- [Tasks to perform]:
(a) Which sentences in the mouse sensitivity guide directly tell the reader to do something? Quote each one in full.
(b) Can you pick up the mouse sensitivity guide after its final sentence and keep writing it?

Rule of Thumb: Lower mouse sensitivities in this range are usually easier to control: 24 cm/360° to 80 cm/360°.
The cm/360° sensitivity is a combination of your mouse DPI setting and a specific game’s sensitivity setting.
To find what your settings are in cm/360° use a calculator like this.
If you have a setting you like in one FPS game, use the calculator to transfer it to another game or use KovaaK’s Sensitivity Matcher here.
Experiment to find what setting works best for you!
Act 1: Mouse Sensitivity and Why It Matters
A large part of having great aim in your favorite FPS is simply playing on the right settings with the right technique, and mouse sensitivity is one of the most important factors in great aim. Your sensitivity setting controls how much real-life mouse movement is required to move your crosshair in-game. A high sensitivity requires minor mouse movements while low sensitivity requires large mouse movements.
A common notion in aiming is that one should stick to a single mouse sensitivity in order to develop muscle memory. While this can be somewhat true, it doesn’t apply until you are at the absolute top of the game. Even then it is only for refinements that you can easily rebuild when you have true muscle memory. Instead, for most of us, establishing great aim is all about relentless improvement and never settling. The brain does an amazing job of adjusting to a new sensitivity; often it only takes seconds to adjust to a new setting and use it reasonably well.

- [Excerpted records]:
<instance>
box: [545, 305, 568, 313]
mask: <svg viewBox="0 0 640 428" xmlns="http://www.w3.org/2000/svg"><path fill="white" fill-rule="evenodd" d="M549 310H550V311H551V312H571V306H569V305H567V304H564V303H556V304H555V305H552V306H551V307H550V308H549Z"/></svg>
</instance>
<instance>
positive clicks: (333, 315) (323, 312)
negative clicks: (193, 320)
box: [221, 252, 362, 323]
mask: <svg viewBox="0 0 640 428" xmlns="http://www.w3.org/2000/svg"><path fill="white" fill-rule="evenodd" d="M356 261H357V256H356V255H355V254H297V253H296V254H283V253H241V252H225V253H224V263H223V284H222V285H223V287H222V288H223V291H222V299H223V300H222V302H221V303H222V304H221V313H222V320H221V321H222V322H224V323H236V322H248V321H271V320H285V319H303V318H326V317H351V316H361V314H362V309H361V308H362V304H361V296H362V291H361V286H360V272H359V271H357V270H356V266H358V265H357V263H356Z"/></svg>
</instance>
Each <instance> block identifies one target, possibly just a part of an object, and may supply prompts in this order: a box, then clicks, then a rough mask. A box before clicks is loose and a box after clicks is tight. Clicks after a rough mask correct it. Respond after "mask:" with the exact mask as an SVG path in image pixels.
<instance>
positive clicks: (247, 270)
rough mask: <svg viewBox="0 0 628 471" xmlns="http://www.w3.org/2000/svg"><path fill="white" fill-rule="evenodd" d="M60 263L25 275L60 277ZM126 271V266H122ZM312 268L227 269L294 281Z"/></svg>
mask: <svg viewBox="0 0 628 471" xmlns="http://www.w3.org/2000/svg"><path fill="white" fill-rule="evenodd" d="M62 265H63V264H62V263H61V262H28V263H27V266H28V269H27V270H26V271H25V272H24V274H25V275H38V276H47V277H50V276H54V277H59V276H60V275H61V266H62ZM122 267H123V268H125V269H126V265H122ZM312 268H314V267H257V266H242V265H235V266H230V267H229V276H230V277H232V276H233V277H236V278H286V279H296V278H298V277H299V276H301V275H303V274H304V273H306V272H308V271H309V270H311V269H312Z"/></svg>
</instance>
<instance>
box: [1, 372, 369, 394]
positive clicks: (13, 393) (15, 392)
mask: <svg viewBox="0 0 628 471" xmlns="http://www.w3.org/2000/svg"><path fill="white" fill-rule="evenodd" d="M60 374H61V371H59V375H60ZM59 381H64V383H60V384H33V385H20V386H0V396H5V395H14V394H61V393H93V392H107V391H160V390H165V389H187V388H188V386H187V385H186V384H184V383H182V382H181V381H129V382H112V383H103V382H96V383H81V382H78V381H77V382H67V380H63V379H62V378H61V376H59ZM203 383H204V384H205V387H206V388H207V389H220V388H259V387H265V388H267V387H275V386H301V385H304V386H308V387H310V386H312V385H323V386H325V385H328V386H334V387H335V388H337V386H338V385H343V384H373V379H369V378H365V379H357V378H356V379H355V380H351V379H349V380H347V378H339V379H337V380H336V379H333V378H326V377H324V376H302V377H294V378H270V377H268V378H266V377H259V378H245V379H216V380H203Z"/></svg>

- [Responses for each task]:
(a)
- "To find what your settings are in cm/360° use a calculator like this."
- "If you have a setting you like in one FPS game, use the calculator to transfer it to another game or use KovaaK's Sensitivity Matcher here."
- "Experiment to find what setting works best for you!"

(b)
Before we dig into what sensitivities could work for you, let’s discuss how to describe sensitivity, as different games have their own sensitivity scales. “Turn Circumference,” also known as “cm/360°,” is the real life distance your mouse moves when performing a 360 degree spin in-game.
To set your expectations, 80 cm/360° is a very low sensitivity, and 10 cm/360° is very high. As a rule of thumb, a somewhat lower sensitivity is more manageable—i.e., around 24 to 80. These lower sensitivities allow for greater aim precision; higher sensitivities can feel twitchy and hard to precisely control if you don’t have extremely disciplined fine motor control.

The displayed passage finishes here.